» **REQUIREMENT**:
Count the lines of the records below that contain the word "Guideline", and reply with that number alone.

» **Data drawn from a collection**:
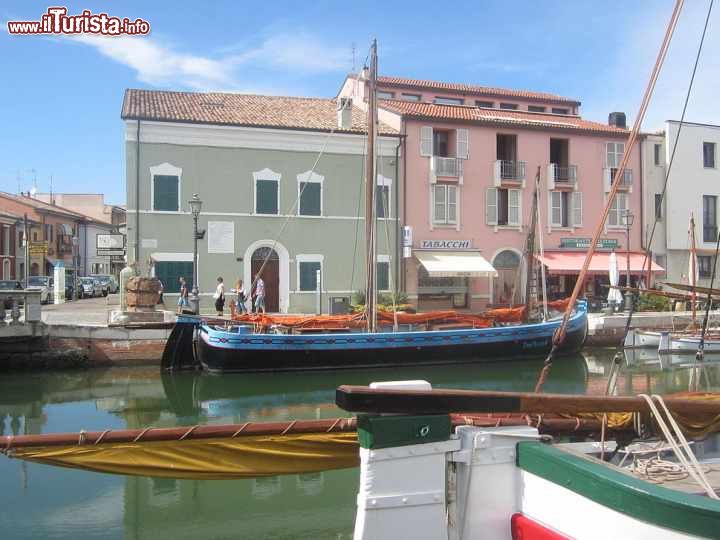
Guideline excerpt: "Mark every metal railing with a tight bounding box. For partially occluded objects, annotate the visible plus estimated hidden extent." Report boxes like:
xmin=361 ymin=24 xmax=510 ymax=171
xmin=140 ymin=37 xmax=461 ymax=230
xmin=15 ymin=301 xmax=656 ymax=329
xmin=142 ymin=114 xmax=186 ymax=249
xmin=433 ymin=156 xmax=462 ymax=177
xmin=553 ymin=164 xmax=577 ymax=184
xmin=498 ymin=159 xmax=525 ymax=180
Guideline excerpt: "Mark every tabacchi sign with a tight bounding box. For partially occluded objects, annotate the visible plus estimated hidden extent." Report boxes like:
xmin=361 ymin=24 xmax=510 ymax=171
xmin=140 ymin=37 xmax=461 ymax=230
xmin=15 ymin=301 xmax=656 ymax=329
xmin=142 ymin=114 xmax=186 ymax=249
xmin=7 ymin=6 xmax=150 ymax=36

» **OUTPUT BELOW**:
2